■ **Problem description**:
Rewrite all the items below as a numbered list, one line per entry, with blank lines left out. Leave the pictures out of your answer.

* BEGIN *

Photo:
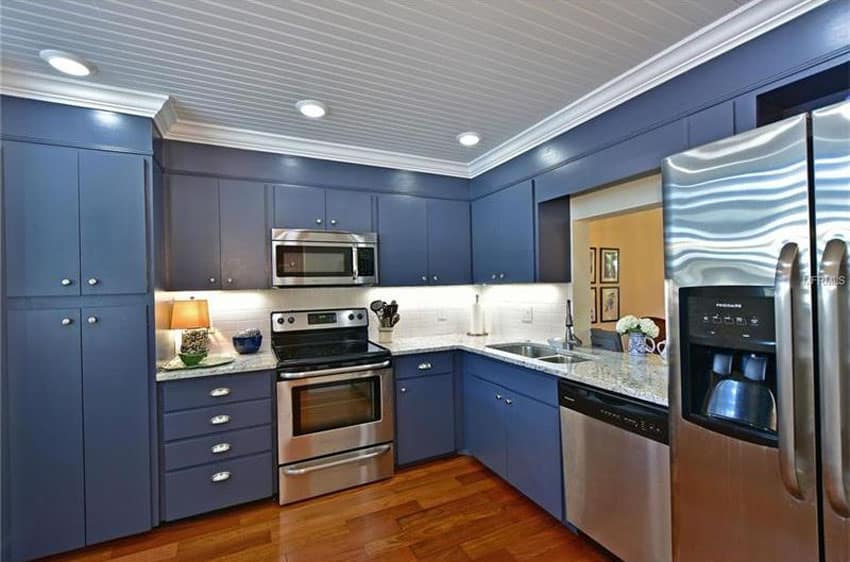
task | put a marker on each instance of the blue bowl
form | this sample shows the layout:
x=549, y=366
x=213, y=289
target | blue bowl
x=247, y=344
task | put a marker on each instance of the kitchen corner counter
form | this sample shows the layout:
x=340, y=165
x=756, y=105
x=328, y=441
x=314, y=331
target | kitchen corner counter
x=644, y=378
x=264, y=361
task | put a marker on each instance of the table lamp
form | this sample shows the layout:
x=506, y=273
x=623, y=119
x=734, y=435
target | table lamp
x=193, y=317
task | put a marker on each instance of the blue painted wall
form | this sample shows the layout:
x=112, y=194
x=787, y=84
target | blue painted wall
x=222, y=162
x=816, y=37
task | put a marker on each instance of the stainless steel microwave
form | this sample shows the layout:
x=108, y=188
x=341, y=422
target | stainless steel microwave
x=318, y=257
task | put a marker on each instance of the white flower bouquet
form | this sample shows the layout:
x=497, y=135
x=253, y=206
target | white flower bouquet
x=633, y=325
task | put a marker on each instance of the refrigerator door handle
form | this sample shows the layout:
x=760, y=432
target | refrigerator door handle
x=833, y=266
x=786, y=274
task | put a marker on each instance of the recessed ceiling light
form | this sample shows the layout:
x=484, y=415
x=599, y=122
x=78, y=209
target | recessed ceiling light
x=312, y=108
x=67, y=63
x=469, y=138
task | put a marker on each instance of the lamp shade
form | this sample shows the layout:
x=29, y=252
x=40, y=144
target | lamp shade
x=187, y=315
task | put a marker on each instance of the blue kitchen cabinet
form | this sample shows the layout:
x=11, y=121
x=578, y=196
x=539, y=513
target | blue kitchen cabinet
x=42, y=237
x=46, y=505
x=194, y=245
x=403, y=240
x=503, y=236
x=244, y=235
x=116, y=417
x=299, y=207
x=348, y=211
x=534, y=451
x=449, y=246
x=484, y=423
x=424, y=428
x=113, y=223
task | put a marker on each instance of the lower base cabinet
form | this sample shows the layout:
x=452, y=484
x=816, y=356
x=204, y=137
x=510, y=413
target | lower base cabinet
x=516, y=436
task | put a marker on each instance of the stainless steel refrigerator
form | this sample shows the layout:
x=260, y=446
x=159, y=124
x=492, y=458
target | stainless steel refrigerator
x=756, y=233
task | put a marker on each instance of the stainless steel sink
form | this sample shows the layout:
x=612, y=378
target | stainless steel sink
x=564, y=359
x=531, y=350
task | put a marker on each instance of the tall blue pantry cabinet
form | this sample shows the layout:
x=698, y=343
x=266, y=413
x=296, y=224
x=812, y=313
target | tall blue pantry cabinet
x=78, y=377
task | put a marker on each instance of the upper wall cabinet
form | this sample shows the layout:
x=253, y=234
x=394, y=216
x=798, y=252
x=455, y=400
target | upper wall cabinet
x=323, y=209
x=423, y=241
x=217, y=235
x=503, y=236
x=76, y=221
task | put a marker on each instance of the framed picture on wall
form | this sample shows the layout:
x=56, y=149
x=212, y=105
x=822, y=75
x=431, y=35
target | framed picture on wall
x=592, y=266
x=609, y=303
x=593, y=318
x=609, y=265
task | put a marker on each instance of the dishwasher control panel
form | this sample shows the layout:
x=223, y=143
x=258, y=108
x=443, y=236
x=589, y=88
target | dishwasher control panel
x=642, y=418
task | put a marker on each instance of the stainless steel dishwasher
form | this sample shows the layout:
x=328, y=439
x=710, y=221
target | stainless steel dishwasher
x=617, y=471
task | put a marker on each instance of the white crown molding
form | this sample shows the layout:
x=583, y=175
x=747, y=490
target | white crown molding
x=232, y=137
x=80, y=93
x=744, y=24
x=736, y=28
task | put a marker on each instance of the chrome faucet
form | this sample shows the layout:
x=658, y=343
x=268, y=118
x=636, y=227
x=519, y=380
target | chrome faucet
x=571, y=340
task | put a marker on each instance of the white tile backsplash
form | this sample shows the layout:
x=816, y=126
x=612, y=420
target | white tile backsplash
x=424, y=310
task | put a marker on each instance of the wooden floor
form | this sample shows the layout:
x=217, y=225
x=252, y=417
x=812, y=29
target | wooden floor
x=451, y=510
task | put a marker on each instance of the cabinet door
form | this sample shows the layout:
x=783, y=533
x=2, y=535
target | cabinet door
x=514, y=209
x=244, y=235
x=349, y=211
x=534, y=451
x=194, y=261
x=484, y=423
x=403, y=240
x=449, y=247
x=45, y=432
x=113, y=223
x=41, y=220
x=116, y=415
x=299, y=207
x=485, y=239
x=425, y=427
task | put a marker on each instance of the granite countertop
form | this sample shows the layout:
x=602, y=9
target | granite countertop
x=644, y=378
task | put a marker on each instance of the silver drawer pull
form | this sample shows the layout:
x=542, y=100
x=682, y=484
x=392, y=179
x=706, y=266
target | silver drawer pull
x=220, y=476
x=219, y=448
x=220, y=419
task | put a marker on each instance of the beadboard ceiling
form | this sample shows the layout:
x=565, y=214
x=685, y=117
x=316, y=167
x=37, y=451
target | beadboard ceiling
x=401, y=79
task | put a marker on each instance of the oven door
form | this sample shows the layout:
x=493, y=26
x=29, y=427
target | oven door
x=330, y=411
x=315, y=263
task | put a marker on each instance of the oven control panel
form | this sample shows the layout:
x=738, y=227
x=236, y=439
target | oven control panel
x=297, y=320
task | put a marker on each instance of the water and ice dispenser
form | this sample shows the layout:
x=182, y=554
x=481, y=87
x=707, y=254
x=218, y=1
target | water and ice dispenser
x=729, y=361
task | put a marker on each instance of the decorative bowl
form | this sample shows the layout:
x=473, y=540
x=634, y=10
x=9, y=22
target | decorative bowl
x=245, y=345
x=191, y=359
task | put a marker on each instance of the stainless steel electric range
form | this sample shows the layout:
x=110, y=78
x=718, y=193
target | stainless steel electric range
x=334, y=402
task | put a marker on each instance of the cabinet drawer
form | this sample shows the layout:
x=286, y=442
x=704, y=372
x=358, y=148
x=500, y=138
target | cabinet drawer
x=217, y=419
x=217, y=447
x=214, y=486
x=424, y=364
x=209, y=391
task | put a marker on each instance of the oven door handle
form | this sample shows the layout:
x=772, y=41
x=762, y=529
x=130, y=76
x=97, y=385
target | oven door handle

* END *

■ **Full solution**:
1. Photo:
2. task | put a marker on each instance of the blue bowl
3. form | this sample shows the layout:
4. x=549, y=366
5. x=213, y=289
6. target | blue bowl
7. x=247, y=344
8. task | put a marker on each instance of the kitchen corner counter
9. form | this sample shows the layout:
10. x=340, y=165
11. x=756, y=105
12. x=328, y=441
13. x=314, y=331
14. target | kitchen corner counter
15. x=644, y=378
16. x=264, y=361
17. task | put a marker on each instance of the table lamp
18. form | this sample shows the layout:
19. x=506, y=273
20. x=623, y=119
21. x=734, y=435
22. target | table lamp
23. x=193, y=317
24. task | put a marker on each instance of the blue painted wall
25. form | this sample shows the layout:
26. x=112, y=194
27. x=787, y=84
28. target | blue painted wall
29. x=222, y=162
30. x=816, y=37
31. task | put a marker on each instance of the stainless steel microwave
32. form | this sample shows the layout:
33. x=108, y=188
34. x=341, y=422
35. target | stainless steel microwave
36. x=318, y=257
37. task | put a marker on each instance of the white flower bouquet
38. form | this sample shows the layout:
39. x=497, y=135
40. x=253, y=206
41. target | white flower bouquet
42. x=633, y=325
43. task | put a marker on each instance of the refrigerator door handle
44. form | this sample shows the layout:
45. x=760, y=432
46. target | refrigerator door handle
47. x=833, y=266
48. x=786, y=274
49. task | put a marker on each instance of the recessed ceiling light
50. form | this sample shows the layout:
51. x=484, y=415
52. x=599, y=122
53. x=78, y=209
54. target | recessed ceiling light
55. x=312, y=108
56. x=67, y=63
57. x=469, y=138
58. task | put a marker on each instance of the lamp shade
59. form | this sample shows the layout:
60. x=29, y=252
61. x=40, y=144
62. target | lamp shade
63. x=187, y=315
64. task | put a marker on each instance of the blue kitchen cabinet
65. form | this sample shows the layout:
66. x=11, y=121
67. x=578, y=196
68. x=539, y=513
69. target | blue kitchen cabinet
70. x=42, y=237
71. x=46, y=505
72. x=194, y=245
73. x=403, y=240
74. x=503, y=236
75. x=244, y=235
76. x=116, y=417
77. x=299, y=207
78. x=348, y=211
79. x=534, y=451
80. x=449, y=246
81. x=484, y=423
82. x=424, y=428
83. x=113, y=223
84. task | put a marker on each instance of the lower base cabinet
85. form | this sample shows the layout:
86. x=452, y=484
87. x=816, y=356
88. x=204, y=137
89. x=510, y=413
90. target | lower base cabinet
91. x=516, y=436
92. task | put a marker on each instance of the stainless steel refrigerator
93. form | this sample shows the layout:
94. x=260, y=446
95. x=159, y=124
96. x=492, y=458
97. target | stainless steel refrigerator
98. x=756, y=233
99. task | put a marker on each instance of the stainless steel sink
100. form | this sample shows the layout:
101. x=612, y=378
102. target | stainless steel sink
103. x=564, y=359
104. x=531, y=350
105. task | put a marker on each instance of the tall blue pantry cabinet
106. form | this sample shows the layout:
107. x=698, y=343
108. x=266, y=413
109. x=296, y=224
110. x=812, y=313
111. target | tall blue pantry cabinet
112. x=78, y=377
113. task | put a marker on each instance of the upper wall cabinet
114. form | this sample shows the layout:
115. x=253, y=234
116. x=394, y=216
117. x=798, y=252
118. x=455, y=400
119. target | upper wall cabinet
120. x=323, y=209
121. x=423, y=241
122. x=217, y=235
123. x=503, y=236
124. x=76, y=221
125. task | put a marker on each instance of the framed picture on wall
126. form | this sample shows the layout:
127. x=56, y=149
128. x=212, y=105
129. x=822, y=75
130. x=431, y=35
131. target | framed picture on wall
132. x=592, y=266
133. x=609, y=303
134. x=593, y=318
135. x=609, y=265
136. task | put a marker on each instance of the dishwasher control panel
137. form | this sample shows the layout:
138. x=223, y=143
139. x=258, y=108
140. x=443, y=236
141. x=589, y=88
142. target | dishwasher control panel
143. x=642, y=418
144. task | put a marker on each instance of the stainless steel dishwasher
145. form | this sample shows the layout:
146. x=328, y=439
147. x=710, y=221
148. target | stainless steel dishwasher
149. x=617, y=471
150. task | put a marker on each instance of the white crown molding
151. form | this sample shows the layout:
152. x=583, y=175
153. x=747, y=490
154. target | white crown molding
155. x=232, y=137
156. x=80, y=93
157. x=744, y=24
158. x=736, y=28
159. task | put a marker on each instance of the chrome faucet
160. form | this sample shows the layout:
161. x=658, y=343
162. x=268, y=118
163. x=636, y=227
164. x=519, y=380
165. target | chrome faucet
166. x=571, y=340
167. task | put a marker on each instance of the white tile backsplash
168. form | this sample shows the layout:
169. x=816, y=126
170. x=612, y=420
171. target | white tile backsplash
172. x=424, y=310
173. task | put a marker on each instance of the wooden floor
174. form | this sample shows the layout:
175. x=217, y=225
176. x=252, y=417
177. x=812, y=29
178. target | wooden floor
179. x=451, y=510
180. task | put a marker on each instance of the cabinet door
181. form | this sample shows the layout:
182. x=783, y=533
183. x=2, y=535
184. target | cabinet door
185. x=514, y=209
186. x=244, y=235
187. x=349, y=211
188. x=534, y=451
189. x=194, y=261
190. x=484, y=423
191. x=403, y=240
192. x=449, y=247
193. x=45, y=432
194. x=113, y=223
195. x=41, y=220
196. x=116, y=415
197. x=299, y=207
198. x=485, y=239
199. x=425, y=427
200. task | put a marker on each instance of the granite countertop
201. form | this sample shows the layout:
202. x=602, y=9
203. target | granite countertop
204. x=644, y=378
205. task | put a marker on each instance of the silver drawer pull
206. form | this sample shows the layout:
207. x=542, y=100
208. x=682, y=484
209. x=392, y=179
210. x=706, y=266
211. target | silver drawer pull
212. x=220, y=476
213. x=219, y=448
214. x=220, y=419
215. task | put a marker on each instance of the beadboard ceiling
216. form | this sample shows the layout:
217. x=565, y=214
218. x=685, y=117
219. x=316, y=167
220. x=37, y=451
221. target | beadboard ceiling
222. x=401, y=79
223. task | put a marker on each instance of the oven door
224. form | this sample shows the layout:
225. x=493, y=26
226. x=29, y=427
227. target | oven door
228. x=330, y=411
229. x=315, y=263
230. task | put a marker on each instance of the oven control panel
231. form | this sample shows the layout:
232. x=738, y=227
233. x=236, y=439
234. target | oven control panel
235. x=297, y=320
236. task | put a marker on each instance of the water and ice dispenser
237. form | this sample shows the layout:
238. x=182, y=554
239. x=481, y=87
240. x=707, y=254
241. x=218, y=1
242. target | water and ice dispenser
243. x=729, y=361
244. task | put a marker on each instance of the decorative bowl
245. form | this sample shows the layout:
246. x=473, y=540
247. x=634, y=10
248. x=9, y=22
249. target | decorative bowl
250. x=245, y=345
251. x=191, y=359
252. task | put a marker on each instance of the stainless steel electric range
253. form | this sample shows the layout:
254. x=110, y=78
255. x=718, y=193
256. target | stainless steel electric range
257. x=334, y=402
258. task | put a marker on each instance of the cabinet drawer
259. form | this sample shows the layout:
260. x=286, y=442
261. x=704, y=372
262. x=358, y=148
263. x=500, y=138
264. target | cabinet drawer
265. x=217, y=419
266. x=217, y=447
267. x=214, y=486
268. x=424, y=364
269. x=209, y=391
270. task | put a marker on each instance of the oven door handle
271. form | this sample shows the layout:
272. x=772, y=41
273. x=762, y=529
274. x=130, y=76
275. x=97, y=385
276. target | oven door handle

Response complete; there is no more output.